▶ _EXTRAIT RETENU_
※ ※ ※

Intervention de Jacques Toubon

Réunion du mercredi 14 octobre 2020 à 18h30
Commission d'enquête relative à l'état des lieux, la déontologie, les pratiques et les doctrines de maintien de l'ordre

Jacques Toubon, ancien Défenseur des droits :

Nous n'avons pas outrepassé notre mission, dans la mesure où il revient aux autorités exécutives et au Parlement de définir la doctrine du maintien de l'ordre, parce que c'est une décision de caractère politique.

Dans l'avis que nous avons donné au groupe de travail réuni par Christophe Castaner, dont procède en grande partie le schéma proposé en septembre par Gérald Darmanin, et dans la décision-cadre prise à la suite des manifestations des Gilets jaunes, nous avons souhaité fixer des bornes juridiques relevant de la déontologie de la sécurité ou de principes généraux inscrits dans le code pénal, limitant ou réglementant l'action des forces de sécurité, policiers et gendarmes, unités dédiées ou non dédiées. Nous avons souligné qu'au regard des nombreux cas de saisines, c'étaient souvent les unités de gendarmerie et de police – essentiellement ces dernières – non dédiées au maintien de l'ordre qui généraient des difficultés dans l'usage des armes de force intermédiaire. C'est pourquoi nous avons insisté sur l'importance de réserver l'exercice du maintien de l'ordre aux unités spécialisées et formées à cette fin, c'est-à-dire principalement les compagnies républicaines de sécurité (CRS) et la gendarmerie mobile. Nous avons passé un long moment à l'école de gendarmerie de Saint-Astier pour connaître la formation des gendarmes mobiles.

Nous avons donc donné un avis au groupe de travail. J'insiste sur ce point car tout cela est passé largement inaperçu. Pourtant, le 16 décembre 2019, nous avions eu, avec les membres du groupe de travail, tous spécialistes, une discussion intéressante, au cours de laquelle nous avions souligné trois points.

※ ※ ※

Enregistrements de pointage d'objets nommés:
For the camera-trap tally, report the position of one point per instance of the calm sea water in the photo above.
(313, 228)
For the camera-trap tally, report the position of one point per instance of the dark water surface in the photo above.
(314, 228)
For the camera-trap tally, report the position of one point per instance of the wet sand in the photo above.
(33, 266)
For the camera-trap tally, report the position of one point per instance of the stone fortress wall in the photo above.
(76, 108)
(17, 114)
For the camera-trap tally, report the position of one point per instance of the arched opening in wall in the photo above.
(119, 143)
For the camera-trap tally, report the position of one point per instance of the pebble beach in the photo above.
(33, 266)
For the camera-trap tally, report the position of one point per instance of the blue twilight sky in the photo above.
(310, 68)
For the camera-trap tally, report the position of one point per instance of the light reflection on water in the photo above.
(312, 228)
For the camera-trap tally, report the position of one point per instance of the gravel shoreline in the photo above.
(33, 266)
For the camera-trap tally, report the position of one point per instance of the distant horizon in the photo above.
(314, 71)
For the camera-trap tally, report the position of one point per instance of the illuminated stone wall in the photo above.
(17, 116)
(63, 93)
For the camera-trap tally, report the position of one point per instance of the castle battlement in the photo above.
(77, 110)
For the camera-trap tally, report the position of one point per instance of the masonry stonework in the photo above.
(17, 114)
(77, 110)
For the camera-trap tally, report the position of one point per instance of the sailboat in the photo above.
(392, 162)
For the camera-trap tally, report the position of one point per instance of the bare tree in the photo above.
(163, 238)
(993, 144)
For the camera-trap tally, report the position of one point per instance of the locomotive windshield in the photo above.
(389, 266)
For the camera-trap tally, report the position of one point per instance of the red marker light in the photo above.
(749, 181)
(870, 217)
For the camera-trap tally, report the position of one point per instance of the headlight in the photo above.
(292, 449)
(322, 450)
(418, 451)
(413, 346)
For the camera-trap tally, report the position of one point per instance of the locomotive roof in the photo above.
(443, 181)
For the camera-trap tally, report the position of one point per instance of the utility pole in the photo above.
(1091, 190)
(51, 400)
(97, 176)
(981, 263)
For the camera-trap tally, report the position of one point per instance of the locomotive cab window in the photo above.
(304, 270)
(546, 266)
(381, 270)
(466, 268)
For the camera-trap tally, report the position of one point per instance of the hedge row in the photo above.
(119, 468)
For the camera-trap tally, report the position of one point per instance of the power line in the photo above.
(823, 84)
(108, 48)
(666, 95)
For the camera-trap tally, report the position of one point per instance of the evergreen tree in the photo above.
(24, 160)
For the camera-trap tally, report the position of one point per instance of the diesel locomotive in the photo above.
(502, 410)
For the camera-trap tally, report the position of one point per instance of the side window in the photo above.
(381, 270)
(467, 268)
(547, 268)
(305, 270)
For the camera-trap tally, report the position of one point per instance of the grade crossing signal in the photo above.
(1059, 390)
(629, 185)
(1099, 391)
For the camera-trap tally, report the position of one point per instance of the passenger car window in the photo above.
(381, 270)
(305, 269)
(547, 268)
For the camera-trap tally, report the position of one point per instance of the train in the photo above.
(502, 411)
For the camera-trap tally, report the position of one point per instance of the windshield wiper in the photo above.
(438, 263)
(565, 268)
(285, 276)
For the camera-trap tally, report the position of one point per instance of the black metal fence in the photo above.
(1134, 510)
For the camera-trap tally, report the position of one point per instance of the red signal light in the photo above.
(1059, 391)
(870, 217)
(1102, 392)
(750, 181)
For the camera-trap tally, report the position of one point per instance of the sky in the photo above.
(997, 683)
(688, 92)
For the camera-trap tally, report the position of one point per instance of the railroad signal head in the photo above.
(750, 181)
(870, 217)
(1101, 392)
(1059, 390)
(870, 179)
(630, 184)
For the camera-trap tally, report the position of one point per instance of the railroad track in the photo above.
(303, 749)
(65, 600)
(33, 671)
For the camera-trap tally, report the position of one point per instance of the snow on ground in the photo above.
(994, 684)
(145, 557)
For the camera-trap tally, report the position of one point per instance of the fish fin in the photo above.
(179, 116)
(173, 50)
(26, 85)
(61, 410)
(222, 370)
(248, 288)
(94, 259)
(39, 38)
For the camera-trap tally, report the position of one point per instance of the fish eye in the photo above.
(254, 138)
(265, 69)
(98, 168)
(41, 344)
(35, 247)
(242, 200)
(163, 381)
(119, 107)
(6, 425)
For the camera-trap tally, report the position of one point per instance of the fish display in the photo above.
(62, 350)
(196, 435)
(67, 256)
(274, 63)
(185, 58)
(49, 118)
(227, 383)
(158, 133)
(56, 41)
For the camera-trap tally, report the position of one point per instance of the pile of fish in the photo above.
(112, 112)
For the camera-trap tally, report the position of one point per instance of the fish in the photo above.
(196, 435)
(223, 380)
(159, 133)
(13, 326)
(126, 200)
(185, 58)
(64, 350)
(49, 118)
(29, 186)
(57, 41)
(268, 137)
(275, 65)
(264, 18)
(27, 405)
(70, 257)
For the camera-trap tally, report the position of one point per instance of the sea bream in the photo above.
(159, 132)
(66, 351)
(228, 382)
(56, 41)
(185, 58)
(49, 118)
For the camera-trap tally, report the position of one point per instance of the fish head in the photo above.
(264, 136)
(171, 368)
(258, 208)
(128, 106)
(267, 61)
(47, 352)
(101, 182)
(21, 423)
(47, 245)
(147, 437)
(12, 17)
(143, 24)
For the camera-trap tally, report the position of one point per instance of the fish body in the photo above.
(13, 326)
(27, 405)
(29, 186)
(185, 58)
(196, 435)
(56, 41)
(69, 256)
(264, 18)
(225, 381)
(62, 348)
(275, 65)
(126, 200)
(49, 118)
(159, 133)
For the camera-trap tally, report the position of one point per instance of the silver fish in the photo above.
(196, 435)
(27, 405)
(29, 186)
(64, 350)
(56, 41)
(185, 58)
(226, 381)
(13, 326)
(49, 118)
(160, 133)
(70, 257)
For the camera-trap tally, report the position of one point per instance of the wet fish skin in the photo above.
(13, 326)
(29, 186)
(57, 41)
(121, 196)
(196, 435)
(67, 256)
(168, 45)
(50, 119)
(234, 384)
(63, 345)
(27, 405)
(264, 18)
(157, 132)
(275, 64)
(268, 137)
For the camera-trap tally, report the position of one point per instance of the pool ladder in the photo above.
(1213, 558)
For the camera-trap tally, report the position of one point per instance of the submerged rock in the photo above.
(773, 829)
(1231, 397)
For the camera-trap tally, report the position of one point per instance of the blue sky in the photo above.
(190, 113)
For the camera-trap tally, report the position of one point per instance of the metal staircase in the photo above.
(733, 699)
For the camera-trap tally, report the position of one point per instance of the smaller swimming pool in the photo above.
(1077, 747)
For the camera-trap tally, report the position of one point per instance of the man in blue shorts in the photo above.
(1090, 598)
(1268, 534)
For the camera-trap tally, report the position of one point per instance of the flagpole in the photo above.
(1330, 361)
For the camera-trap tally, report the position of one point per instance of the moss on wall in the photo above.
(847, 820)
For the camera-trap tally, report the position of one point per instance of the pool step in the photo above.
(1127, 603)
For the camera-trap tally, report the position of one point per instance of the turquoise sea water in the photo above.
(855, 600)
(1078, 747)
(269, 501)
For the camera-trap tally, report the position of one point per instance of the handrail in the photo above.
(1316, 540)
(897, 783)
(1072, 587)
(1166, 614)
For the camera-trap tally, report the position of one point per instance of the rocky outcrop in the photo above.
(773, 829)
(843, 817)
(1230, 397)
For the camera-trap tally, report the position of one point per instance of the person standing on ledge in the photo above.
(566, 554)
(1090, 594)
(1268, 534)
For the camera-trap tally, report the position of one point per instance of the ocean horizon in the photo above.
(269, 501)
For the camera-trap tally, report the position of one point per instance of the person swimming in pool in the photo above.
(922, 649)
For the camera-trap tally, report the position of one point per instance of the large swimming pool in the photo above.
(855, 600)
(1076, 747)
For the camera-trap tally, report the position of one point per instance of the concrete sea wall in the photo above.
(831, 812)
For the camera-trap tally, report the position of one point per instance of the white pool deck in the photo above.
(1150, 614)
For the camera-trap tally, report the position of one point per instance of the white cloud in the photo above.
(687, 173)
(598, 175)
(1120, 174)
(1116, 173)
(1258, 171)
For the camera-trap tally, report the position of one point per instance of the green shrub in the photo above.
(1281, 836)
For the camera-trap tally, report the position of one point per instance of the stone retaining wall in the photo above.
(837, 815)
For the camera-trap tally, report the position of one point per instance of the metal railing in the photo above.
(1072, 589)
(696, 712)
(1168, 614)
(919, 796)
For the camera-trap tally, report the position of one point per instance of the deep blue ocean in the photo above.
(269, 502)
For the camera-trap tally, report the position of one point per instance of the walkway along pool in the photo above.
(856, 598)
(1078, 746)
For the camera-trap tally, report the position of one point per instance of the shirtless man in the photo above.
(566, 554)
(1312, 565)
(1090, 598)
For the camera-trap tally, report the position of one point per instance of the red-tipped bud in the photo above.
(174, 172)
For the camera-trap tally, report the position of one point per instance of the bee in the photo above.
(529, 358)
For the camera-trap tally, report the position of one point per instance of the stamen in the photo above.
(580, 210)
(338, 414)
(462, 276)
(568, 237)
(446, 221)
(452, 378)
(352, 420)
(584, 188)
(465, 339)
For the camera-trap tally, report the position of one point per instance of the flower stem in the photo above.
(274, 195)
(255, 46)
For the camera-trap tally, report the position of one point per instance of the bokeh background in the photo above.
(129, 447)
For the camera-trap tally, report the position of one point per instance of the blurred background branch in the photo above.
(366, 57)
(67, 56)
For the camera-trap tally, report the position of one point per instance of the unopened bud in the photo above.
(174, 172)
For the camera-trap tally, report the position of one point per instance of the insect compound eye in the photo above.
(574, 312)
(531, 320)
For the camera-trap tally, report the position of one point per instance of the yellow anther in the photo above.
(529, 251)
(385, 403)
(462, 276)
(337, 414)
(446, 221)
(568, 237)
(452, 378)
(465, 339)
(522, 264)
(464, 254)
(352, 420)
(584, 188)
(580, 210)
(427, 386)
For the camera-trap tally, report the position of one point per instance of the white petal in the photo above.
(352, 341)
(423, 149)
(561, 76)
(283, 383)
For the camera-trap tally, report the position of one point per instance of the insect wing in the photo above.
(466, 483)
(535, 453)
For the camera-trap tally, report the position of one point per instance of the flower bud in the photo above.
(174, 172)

※ ※ ※

▶ _TRAVAIL À RÉALISER_
1. Pour chacune des affirmations suivantes, indiquez par oui ou par non si elle concorde avec l'intervention de Jacques Toubon. Citez à chaque fois les mots décisifs de l'extrait. (a) Les difficultés dans l'usage des armes de force intermédiaire provenaient souvent d'unités non dédiées au maintien de l'ordre. (b) La discussion avec les membres du groupe de travail a eu lieu le 14 octobre 2020. (c) L'orateur estime qu'il revient au Défenseur des droits de définir la doctrine du maintien de l'ordre.
2. Dans les enregistrements, modifiez les lignes allant de celle qui contient "skin in the photo above." jusqu'à celle qui contient "(1213, 558)", incluse, en remplaçant "camera-trap tally" par "field survey". Ne redonnez que ces lignes et laissez tout le reste inchangé.
Le texte et les enregistrements n'ont aucun lien entre eux.

▶ _RÉPONSES DE L'EXERCICE_
1.
(a) Oui : « c'étaient souvent les unités de gendarmerie et de police – essentiellement ces dernières – non dédiées au maintien de l'ordre qui généraient des difficultés dans l'usage des armes de force intermédiaire ».
(b) Non : « le 16 décembre 2019, nous avions eu, avec les membres du groupe de travail, tous spécialistes, une discussion intéressante ».
(c) Non : « il revient aux autorités exécutives et au Parlement de définir la doctrine du maintien de l'ordre ».

2.
For the field survey, report the position of one point per instance of the wet fish skin in the photo above.
(13, 326)
(29, 186)
(57, 41)
(121, 196)
(196, 435)
(67, 256)
(168, 45)
(50, 119)
(234, 384)
(63, 345)
(27, 405)
(264, 18)
(157, 132)
(275, 64)
(268, 137)
For the field survey, report the position of one point per instance of the pool ladder in the photo above.
(1213, 558)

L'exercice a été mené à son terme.